> _Task directions_
Produce an exact copy of the lines from the line containing "of the dark" through the last line of the entries below, and only those lines.

--- Start Data to process ---

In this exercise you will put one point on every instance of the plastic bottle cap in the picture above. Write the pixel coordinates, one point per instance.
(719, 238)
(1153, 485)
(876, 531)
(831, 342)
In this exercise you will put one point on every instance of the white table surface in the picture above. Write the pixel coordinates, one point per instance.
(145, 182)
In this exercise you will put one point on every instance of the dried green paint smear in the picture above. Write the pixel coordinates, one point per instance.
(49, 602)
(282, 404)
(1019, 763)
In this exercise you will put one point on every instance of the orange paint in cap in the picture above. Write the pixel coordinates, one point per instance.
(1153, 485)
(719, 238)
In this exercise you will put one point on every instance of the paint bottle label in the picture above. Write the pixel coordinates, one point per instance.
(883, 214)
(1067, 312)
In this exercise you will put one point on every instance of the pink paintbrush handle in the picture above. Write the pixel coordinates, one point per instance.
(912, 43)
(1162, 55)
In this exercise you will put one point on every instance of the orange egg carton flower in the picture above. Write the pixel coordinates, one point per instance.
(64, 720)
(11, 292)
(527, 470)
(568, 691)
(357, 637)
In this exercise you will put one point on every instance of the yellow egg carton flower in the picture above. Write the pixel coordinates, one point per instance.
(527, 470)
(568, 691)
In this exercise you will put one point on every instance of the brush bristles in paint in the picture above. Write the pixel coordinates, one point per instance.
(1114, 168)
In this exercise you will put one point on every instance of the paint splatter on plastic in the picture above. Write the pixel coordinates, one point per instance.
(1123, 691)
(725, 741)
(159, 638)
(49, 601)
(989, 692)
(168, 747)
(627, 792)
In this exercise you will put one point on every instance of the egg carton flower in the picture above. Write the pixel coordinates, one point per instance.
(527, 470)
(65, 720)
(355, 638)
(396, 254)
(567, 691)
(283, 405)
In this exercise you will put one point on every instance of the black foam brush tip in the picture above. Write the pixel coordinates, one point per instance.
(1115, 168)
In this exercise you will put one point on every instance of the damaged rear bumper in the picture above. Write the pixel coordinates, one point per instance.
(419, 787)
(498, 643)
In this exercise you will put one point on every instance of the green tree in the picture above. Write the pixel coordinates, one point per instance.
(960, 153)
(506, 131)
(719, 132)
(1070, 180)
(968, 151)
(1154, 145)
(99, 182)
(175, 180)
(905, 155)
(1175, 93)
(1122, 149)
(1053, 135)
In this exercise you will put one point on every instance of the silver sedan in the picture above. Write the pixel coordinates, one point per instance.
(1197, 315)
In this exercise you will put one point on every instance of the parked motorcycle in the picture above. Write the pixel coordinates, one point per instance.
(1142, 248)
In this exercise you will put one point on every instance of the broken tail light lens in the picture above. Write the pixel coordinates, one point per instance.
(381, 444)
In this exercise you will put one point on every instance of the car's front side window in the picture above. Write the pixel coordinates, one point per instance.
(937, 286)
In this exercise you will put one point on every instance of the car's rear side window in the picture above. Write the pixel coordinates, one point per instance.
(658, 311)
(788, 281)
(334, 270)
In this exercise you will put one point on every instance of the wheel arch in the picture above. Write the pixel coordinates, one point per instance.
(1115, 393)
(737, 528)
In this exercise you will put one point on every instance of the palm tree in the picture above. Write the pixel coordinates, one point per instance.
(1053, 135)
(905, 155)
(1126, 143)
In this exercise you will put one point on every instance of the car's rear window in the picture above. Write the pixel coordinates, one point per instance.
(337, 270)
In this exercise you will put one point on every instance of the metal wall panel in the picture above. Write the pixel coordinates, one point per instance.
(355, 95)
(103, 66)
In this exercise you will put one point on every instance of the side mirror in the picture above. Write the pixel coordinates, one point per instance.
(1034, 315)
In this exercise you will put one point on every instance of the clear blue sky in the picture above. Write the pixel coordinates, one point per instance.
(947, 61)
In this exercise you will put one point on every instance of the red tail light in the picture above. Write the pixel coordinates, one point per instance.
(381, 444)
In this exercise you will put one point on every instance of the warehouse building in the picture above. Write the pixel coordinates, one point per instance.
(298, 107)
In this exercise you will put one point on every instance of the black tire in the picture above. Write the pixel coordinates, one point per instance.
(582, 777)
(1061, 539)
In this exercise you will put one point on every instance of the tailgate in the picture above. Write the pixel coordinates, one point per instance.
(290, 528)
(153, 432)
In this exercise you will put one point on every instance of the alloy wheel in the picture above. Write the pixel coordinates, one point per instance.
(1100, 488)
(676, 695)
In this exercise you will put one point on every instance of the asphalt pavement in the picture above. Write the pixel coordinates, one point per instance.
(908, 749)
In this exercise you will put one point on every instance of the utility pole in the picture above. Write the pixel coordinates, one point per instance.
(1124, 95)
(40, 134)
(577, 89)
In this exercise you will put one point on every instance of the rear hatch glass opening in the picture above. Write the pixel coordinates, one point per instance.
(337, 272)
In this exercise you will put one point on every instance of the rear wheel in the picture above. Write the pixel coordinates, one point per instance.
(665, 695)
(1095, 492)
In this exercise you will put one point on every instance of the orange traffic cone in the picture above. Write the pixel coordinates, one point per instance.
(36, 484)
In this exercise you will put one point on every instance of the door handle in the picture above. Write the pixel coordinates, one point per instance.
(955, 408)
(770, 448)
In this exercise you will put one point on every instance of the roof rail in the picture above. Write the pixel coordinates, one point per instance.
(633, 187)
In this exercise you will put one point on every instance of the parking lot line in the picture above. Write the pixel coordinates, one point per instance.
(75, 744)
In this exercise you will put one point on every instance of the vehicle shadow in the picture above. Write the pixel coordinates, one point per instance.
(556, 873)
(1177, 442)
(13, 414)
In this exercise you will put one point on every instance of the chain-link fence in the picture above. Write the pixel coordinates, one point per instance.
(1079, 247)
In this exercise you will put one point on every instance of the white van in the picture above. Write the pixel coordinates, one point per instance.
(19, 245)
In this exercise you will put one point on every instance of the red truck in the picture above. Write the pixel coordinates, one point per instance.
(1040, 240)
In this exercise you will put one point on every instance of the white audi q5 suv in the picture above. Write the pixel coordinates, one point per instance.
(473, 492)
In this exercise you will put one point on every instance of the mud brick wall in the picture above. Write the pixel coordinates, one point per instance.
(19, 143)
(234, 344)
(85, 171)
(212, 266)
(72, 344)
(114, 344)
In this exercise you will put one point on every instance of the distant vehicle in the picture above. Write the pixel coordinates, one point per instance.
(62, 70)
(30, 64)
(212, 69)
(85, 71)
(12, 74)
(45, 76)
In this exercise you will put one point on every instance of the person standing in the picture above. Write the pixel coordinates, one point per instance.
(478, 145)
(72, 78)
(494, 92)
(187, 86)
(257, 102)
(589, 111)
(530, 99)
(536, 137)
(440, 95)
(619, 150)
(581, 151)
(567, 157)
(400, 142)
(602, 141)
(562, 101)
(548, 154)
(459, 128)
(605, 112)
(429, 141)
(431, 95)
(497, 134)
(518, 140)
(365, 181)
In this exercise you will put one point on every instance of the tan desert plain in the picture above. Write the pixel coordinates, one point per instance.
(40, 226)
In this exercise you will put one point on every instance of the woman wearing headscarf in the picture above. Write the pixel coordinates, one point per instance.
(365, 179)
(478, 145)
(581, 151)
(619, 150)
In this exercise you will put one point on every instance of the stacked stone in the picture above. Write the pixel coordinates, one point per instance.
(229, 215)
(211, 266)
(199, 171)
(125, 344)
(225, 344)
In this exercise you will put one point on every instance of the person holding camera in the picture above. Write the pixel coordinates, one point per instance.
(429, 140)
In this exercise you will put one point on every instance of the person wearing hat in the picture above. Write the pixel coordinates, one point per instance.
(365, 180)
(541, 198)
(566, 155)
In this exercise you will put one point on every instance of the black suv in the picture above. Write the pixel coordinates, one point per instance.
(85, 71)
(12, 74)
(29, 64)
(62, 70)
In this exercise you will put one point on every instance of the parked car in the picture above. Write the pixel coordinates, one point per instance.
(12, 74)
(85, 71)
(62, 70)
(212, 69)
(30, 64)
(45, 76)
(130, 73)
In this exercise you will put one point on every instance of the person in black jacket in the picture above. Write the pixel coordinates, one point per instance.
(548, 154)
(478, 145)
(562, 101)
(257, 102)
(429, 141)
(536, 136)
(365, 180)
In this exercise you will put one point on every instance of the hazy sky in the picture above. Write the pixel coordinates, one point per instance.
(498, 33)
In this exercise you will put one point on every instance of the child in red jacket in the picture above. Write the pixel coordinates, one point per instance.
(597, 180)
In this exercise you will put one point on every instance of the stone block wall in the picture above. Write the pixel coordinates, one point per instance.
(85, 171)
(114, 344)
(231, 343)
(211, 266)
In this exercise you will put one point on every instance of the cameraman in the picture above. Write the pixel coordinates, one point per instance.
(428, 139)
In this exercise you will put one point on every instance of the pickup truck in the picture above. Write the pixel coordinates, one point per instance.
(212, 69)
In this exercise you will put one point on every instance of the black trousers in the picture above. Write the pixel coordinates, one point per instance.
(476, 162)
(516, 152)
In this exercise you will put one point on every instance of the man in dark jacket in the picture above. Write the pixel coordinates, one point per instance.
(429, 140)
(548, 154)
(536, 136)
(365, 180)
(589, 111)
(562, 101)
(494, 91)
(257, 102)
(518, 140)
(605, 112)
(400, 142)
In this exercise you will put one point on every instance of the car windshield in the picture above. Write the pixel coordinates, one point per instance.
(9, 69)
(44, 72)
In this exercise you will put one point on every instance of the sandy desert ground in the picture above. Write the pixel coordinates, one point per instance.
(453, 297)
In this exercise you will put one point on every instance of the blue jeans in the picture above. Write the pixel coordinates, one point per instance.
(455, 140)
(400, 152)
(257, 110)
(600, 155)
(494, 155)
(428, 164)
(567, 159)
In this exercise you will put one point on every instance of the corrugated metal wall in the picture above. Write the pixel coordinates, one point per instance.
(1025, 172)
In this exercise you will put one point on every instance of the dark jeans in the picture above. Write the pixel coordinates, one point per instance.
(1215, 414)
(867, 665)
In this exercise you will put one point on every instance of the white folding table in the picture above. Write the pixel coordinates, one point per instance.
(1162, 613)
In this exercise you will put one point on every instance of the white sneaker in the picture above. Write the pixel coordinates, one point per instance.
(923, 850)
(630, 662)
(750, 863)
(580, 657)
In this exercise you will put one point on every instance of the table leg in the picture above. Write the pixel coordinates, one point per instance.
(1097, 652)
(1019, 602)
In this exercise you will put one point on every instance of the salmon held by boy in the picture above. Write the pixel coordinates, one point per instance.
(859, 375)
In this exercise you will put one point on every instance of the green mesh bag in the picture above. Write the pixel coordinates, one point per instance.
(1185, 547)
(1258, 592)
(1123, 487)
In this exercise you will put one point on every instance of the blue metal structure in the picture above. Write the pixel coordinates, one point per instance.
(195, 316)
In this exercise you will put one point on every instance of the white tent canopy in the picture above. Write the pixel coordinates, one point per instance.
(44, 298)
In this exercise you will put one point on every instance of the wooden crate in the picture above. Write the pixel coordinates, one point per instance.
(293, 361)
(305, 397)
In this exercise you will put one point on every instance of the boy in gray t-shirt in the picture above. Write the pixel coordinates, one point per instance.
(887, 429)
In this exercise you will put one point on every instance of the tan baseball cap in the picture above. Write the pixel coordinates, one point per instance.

--- End Data to process ---

> _Complete response_
In this exercise you will put one point on every instance of the dark jeans in the picture above. Write the pixel coordinates, one point per instance.
(1215, 414)
(867, 665)
In this exercise you will put one point on every instance of the white folding table in the picture above. Write the pixel coordinates, one point per instance.
(1162, 613)
In this exercise you will put one point on every instance of the white sneaker in the picture above. Write the pixel coordinates, one point per instance.
(923, 850)
(630, 662)
(750, 863)
(580, 657)
In this exercise you will put one point on every instance of the table leg in the picture above. Write the pixel coordinates, one point per instance.
(1097, 652)
(1019, 602)
In this exercise you will put one point on every instance of the salmon held by boy in the picture above. Write the pixel coordinates, one point per instance.
(859, 375)
In this exercise you will put one point on every instance of the green mesh bag in the picture above. Write the pixel coordinates, one point per instance.
(1185, 547)
(1258, 592)
(1123, 487)
In this exercise you will put one point on every instance of the blue metal structure in the picture above. Write the pixel coordinates, one point per instance.
(195, 316)
In this exercise you will put one point on every instance of the white tent canopy in the picture above. Write the pixel coordinates, one point per instance.
(44, 298)
In this exercise you will put one point on every instance of the wooden crate in the picture above. Write the pixel coordinates, one point per instance.
(293, 361)
(305, 397)
In this exercise you will put one point on every instance of the boy in gray t-shirt in the picture above. Write the pixel coordinates, one point per instance.
(887, 429)
In this exercise you will put one point on every instance of the tan baseball cap in the picture above. Write the pixel coordinates, one point per instance.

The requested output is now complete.